- PROBLEM DETAILS:
Copy out every line of the rows that contains the string "rein".

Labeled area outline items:
····················
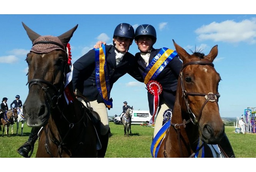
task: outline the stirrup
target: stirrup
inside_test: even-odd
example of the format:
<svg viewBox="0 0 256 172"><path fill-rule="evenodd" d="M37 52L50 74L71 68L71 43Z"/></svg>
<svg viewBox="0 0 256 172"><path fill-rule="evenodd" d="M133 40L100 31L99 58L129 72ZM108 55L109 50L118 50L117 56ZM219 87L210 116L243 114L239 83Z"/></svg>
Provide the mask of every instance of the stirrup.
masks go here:
<svg viewBox="0 0 256 172"><path fill-rule="evenodd" d="M25 147L27 146L30 146L31 147L31 150L30 150L30 153L29 154L29 155L22 155L19 152L19 150L21 149L24 149L27 150L27 149ZM21 146L20 146L20 147L19 147L18 149L17 149L17 152L20 155L22 156L23 157L25 157L25 158L30 158L31 157L31 155L32 155L32 154L33 153L33 152L34 150L34 146L33 146L32 145L32 144L31 144L31 142L26 142L25 143Z"/></svg>

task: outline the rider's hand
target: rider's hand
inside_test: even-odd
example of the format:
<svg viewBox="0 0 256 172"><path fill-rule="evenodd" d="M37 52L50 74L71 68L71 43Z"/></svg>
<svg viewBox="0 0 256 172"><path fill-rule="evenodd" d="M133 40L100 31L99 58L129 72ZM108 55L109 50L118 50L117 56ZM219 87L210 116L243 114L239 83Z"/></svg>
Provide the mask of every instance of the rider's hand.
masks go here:
<svg viewBox="0 0 256 172"><path fill-rule="evenodd" d="M101 44L103 44L104 45L106 45L106 43L105 42L103 42L101 41L98 41L97 42L97 43L96 43L96 45L94 45L94 48L95 49L97 49L101 47Z"/></svg>

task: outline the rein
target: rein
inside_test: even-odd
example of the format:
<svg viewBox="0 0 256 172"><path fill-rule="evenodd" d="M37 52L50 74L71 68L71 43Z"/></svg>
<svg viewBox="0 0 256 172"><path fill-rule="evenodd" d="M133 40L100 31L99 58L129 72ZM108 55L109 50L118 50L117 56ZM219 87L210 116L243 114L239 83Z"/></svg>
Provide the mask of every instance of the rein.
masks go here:
<svg viewBox="0 0 256 172"><path fill-rule="evenodd" d="M179 148L180 153L182 157L183 157L183 153L182 152L182 149L181 147L181 134L180 134L180 126L182 126L184 128L186 127L186 124L190 122L192 122L192 123L194 125L198 125L199 121L201 119L201 116L202 115L202 112L204 109L204 108L205 106L206 103L208 102L209 101L213 102L216 102L217 103L218 107L219 107L219 104L218 104L218 102L216 100L218 100L220 96L220 95L218 94L214 94L212 93L209 93L208 94L206 94L204 93L194 93L194 92L187 92L186 91L185 86L184 85L184 76L183 75L183 70L184 68L188 65L193 65L193 64L200 64L200 65L210 65L213 67L214 67L214 64L212 63L207 62L203 61L191 61L189 62L186 64L184 64L181 68L181 73L180 73L180 79L181 81L181 89L182 90L182 97L184 98L184 100L185 102L185 105L186 106L186 108L187 108L187 112L189 114L192 115L192 118L191 118L191 116L189 116L189 119L187 121L186 121L185 119L183 119L183 123L181 124L174 124L172 122L171 123L171 125L177 131L177 139L179 142ZM204 104L203 104L201 109L199 113L199 117L198 117L198 119L196 119L196 116L191 111L190 108L189 107L189 101L187 99L187 96L201 96L205 97L206 100ZM166 135L168 134L168 133L169 132L169 129L168 130ZM165 142L164 143L164 147L163 151L164 156L164 157L167 157L167 155L166 153L166 139L165 140ZM203 146L204 145L204 144L202 144L201 146L200 147L199 149L197 149L195 152L193 152L190 156L189 157L193 157L194 155L198 152L203 147Z"/></svg>
<svg viewBox="0 0 256 172"><path fill-rule="evenodd" d="M218 94L214 94L212 93L208 93L206 94L204 93L194 93L194 92L187 92L185 88L185 86L184 85L184 76L183 75L183 71L182 70L184 69L185 67L189 65L192 65L192 64L200 64L200 65L207 65L211 66L214 67L214 64L212 63L207 62L203 61L191 61L187 63L186 63L183 66L182 66L182 68L181 70L181 73L180 73L180 78L181 80L181 89L182 89L182 96L184 98L184 100L185 102L185 105L186 106L186 108L187 108L187 112L190 114L192 114L193 116L193 119L192 120L192 122L194 124L196 124L198 122L201 118L201 116L202 115L202 112L203 109L204 107L204 106L206 105L206 103L209 101L211 101L212 102L215 102L217 103L218 107L219 107L219 104L216 100L218 100L218 99L220 97L220 95ZM205 97L206 100L204 102L204 103L203 104L201 109L200 110L200 112L199 113L199 115L198 117L198 119L196 119L196 116L191 111L190 108L189 107L189 104L188 100L187 100L187 96L201 96ZM191 117L190 117L191 118Z"/></svg>
<svg viewBox="0 0 256 172"><path fill-rule="evenodd" d="M59 106L58 107L59 108ZM83 108L84 108L84 107L83 106ZM59 109L60 110L60 109ZM63 115L63 113L62 112L62 116L63 116L65 119L69 123L69 130L67 131L67 132L66 132L66 134L65 134L65 136L63 137L63 138L62 139L61 141L59 141L58 139L55 137L54 137L54 135L51 129L50 128L49 126L49 125L48 125L48 127L47 129L44 126L43 127L43 129L44 129L44 131L45 132L45 138L46 138L46 141L45 141L45 149L46 149L46 151L47 151L47 153L49 154L50 155L52 156L52 157L54 158L55 157L57 157L57 156L58 155L58 154L60 153L60 148L64 146L65 146L65 144L64 142L64 141L65 141L65 139L68 136L69 133L69 132L71 131L71 129L73 128L73 127L76 125L77 124L79 123L84 118L84 117L85 115L86 115L85 114L85 111L84 111L84 113L82 116L82 117L81 119L77 122L75 123L72 123L72 122L70 122L66 118L66 117ZM84 125L85 127L86 127L85 124L84 122ZM84 129L84 127L83 128L83 129ZM48 131L50 131L50 133L52 134L52 135L54 136L53 138L51 138L50 136L48 137ZM82 131L82 133L83 131ZM82 135L82 134L80 134L80 135ZM58 149L57 150L57 151L56 151L56 155L55 156L54 156L53 155L53 154L52 153L52 150L51 150L50 149L50 147L49 146L49 145L50 145L50 142L49 142L49 139L50 139L50 140L54 143L54 144L56 145L57 147L58 147ZM79 144L81 144L81 143L80 142ZM82 143L82 144L83 143ZM60 154L60 157L61 157L61 154Z"/></svg>

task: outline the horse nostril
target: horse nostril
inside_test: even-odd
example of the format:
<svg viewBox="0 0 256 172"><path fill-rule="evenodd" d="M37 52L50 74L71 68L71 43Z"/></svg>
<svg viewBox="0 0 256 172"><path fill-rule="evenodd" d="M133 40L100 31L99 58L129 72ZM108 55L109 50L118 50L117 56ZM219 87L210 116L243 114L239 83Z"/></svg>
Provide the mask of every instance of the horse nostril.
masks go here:
<svg viewBox="0 0 256 172"><path fill-rule="evenodd" d="M41 106L41 107L40 107L40 111L39 111L38 116L40 116L44 114L45 112L45 107L44 105Z"/></svg>
<svg viewBox="0 0 256 172"><path fill-rule="evenodd" d="M213 132L212 128L207 124L205 125L202 129L202 134L206 138L209 138Z"/></svg>

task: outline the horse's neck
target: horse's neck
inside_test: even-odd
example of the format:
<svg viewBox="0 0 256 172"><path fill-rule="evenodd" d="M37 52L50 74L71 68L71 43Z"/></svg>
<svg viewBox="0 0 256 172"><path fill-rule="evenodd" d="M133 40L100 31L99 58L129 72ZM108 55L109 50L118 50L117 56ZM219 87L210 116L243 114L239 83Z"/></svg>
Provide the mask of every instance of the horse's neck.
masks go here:
<svg viewBox="0 0 256 172"><path fill-rule="evenodd" d="M189 114L187 112L184 98L182 96L182 91L180 88L179 85L178 84L177 87L176 99L171 119L172 123L174 124L182 124L184 120L187 121L190 119ZM193 124L192 122L189 122L186 124L185 127L183 126L181 126L179 128L181 135L186 140L189 141L187 143L194 149L196 146L195 141L199 138L197 126ZM174 142L177 142L177 133L174 132L170 133L169 135L171 136L171 140L175 140Z"/></svg>

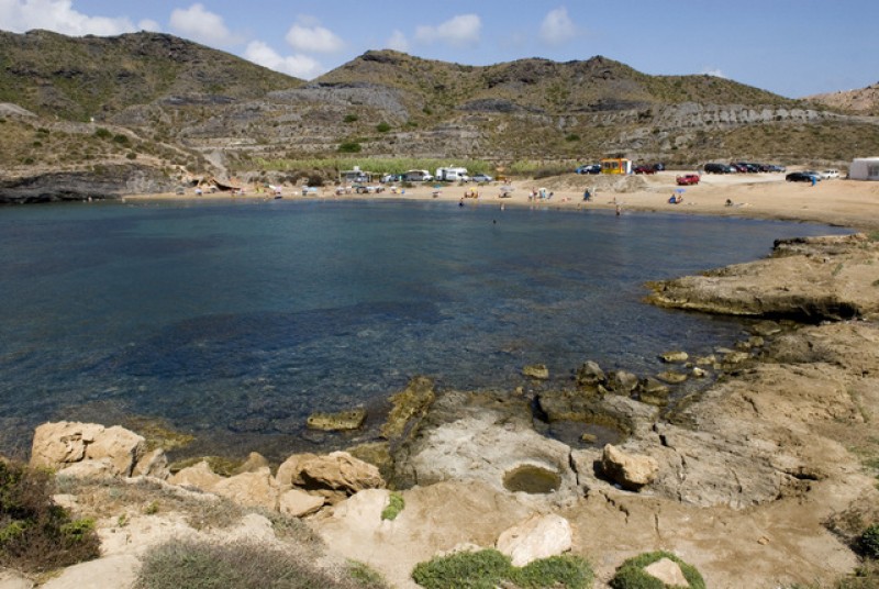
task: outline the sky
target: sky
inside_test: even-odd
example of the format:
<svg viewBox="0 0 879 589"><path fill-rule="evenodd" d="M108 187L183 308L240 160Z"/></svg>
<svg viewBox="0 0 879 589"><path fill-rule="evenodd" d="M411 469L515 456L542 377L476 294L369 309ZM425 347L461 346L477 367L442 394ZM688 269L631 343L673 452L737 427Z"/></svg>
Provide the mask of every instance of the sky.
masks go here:
<svg viewBox="0 0 879 589"><path fill-rule="evenodd" d="M313 79L369 49L491 65L596 55L788 98L879 82L877 0L0 0L0 30L155 31Z"/></svg>

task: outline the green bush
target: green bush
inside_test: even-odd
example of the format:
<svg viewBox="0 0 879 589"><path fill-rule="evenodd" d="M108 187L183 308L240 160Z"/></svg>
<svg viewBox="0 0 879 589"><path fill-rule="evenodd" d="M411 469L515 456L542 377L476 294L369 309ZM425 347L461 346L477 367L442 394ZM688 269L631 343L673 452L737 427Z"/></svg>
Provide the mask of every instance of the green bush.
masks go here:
····················
- ANSWER FOR THIS EXERCISE:
task: outline the rein
target: rein
Provide the mask of every instance of the rein.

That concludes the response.